- [Your objective] A faithful transcription of all the data is required.

------------------------------------------------------------

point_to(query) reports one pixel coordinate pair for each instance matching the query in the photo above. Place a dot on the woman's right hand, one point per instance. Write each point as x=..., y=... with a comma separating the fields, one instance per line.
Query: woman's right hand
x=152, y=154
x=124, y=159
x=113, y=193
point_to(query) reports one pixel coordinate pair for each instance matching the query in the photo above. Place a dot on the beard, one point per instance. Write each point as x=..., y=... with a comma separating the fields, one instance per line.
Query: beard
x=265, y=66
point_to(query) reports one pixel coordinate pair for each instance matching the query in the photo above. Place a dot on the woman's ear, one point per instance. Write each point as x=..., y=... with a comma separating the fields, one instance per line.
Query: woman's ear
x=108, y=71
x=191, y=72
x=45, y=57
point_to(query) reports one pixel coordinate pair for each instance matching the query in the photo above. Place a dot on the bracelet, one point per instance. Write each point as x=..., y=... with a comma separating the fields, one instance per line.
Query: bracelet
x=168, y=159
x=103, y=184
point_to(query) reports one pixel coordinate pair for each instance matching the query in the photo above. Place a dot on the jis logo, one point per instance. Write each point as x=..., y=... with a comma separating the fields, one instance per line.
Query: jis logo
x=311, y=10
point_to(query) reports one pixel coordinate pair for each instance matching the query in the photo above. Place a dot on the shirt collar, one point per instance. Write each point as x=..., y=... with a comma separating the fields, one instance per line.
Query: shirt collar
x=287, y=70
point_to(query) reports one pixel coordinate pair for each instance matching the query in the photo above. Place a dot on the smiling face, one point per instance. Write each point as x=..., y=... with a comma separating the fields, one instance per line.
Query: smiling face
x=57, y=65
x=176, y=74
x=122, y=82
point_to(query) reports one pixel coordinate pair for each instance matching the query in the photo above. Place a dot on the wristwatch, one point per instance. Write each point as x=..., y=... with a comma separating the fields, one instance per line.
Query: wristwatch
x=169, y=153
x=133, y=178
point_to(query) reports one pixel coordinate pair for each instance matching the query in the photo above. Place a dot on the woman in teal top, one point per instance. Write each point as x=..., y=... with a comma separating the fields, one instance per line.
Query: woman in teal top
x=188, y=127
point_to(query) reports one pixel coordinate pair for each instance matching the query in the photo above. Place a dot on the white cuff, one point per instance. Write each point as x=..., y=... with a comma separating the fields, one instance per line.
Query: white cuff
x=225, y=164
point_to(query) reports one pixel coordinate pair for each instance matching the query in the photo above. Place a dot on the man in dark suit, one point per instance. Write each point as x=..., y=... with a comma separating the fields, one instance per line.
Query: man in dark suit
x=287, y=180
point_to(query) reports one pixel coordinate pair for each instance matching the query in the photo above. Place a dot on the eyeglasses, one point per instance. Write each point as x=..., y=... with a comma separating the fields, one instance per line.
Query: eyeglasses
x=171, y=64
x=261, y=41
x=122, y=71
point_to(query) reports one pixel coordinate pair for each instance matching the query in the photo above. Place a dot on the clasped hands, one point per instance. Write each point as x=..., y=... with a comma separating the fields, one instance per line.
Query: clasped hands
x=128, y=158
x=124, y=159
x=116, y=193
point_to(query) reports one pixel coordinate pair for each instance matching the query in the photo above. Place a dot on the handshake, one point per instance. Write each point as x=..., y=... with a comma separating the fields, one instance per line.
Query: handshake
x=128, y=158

------------------------------------------------------------

- [Response to this task]
point_to(query) reports one pixel coordinate pair for each instance matching the query in the photo above. Place a dot on the woman's right hand, one point per instance. Write each point as x=..., y=... with a comma separating the fields, one instance per line.
Query: woman's right hand
x=152, y=154
x=124, y=159
x=113, y=193
point_to(query) reports one pixel coordinate pair for each instance matching the query in the photo above. Place a dot on the beard, one point per instance. Write each point as x=..., y=... with a comma separating the fields, one instance per line.
Query: beard
x=265, y=66
point_to(query) reports one pixel coordinate pair for each instance matching the query in the photo above. Place a dot on the woman's ear, one point per instance. Write each point as x=..., y=... with a comma separating the fields, one instance per line.
Query: woman's ear
x=108, y=71
x=191, y=72
x=45, y=57
point_to(query) reports one pixel coordinate pair for each instance matching the query in the photo above. Place a dot on the bracelet, one point per instance. Write each point as x=..., y=... with a comma separating the fields, one instance per line.
Query: bracelet
x=168, y=159
x=103, y=184
point_to(query) reports one pixel coordinate pair for each instance matching the query in the photo above. Place a dot on the jis logo, one point per instance. Write each point as x=..., y=... with a comma separating the fields, one instance per line.
Query: jis logo
x=311, y=10
point_to(query) reports one pixel coordinate pair for each instance matching the query in the photo above. Place a dot on the shirt collar, one point per instance. Write each point as x=..., y=... with a comma separating the fields, one instance per line.
Query: shirt collar
x=287, y=70
point_to(query) reports one pixel coordinate pair for each instance matching the query in the photo above. Place a dot on the smiling face, one point per instance. Write each point as x=..., y=... with a comma separating the fields, one instance per line.
Query: smiling face
x=57, y=65
x=176, y=74
x=122, y=82
point_to(query) reports one pixel coordinate pair for each instance matching the query in the photo above. Place a dot on the wristwatch, one point per instance. Write each point as x=..., y=... with a comma separating the fields, one instance per line.
Query: wristwatch
x=169, y=153
x=133, y=178
point_to(query) reports one pixel coordinate pair for each instance matching the query in the photo above. Place a dot on the woman in teal top, one point per instance. Write each point as x=..., y=... with a comma separating the fields, one instance per line.
Query: woman in teal top
x=188, y=127
point_to(query) reports one pixel coordinate pair for each instance matching the query in the photo above. Place a dot on the white cuff, one point per instance. Write each point as x=..., y=... with a comma separating the fields, one instance per line.
Query: white cuff
x=225, y=164
point_to(query) reports one pixel coordinate pair for each instance matching the query in the photo above. Place a dot on the man in dark suit, one point per instance. Write each point as x=..., y=... with a comma separating the fields, one instance per line.
Query: man in dark suit
x=287, y=180
point_to(query) reports one pixel coordinate pair for each instance matching the query in the photo above. Place a dot on the eyeglasses, one point per instance. Write each point as x=..., y=... with a comma separating the fields, one instance per line.
Query: eyeglasses
x=171, y=64
x=261, y=41
x=122, y=71
point_to(query) reports one pixel coordinate pair for each instance matching the query in the photo above. Place a dot on the clasped hands, one point per instance. Write each point as x=..., y=... with a comma separating the fields, one instance per line.
Query: clasped hands
x=128, y=158
x=124, y=159
x=116, y=193
point_to(query) reports one pixel coordinate pair for each instance matching the query in the photo above. Place a dot on the handshake, one point per instance. Write each point as x=..., y=... with a comma separating the fields, one instance per line.
Query: handshake
x=128, y=158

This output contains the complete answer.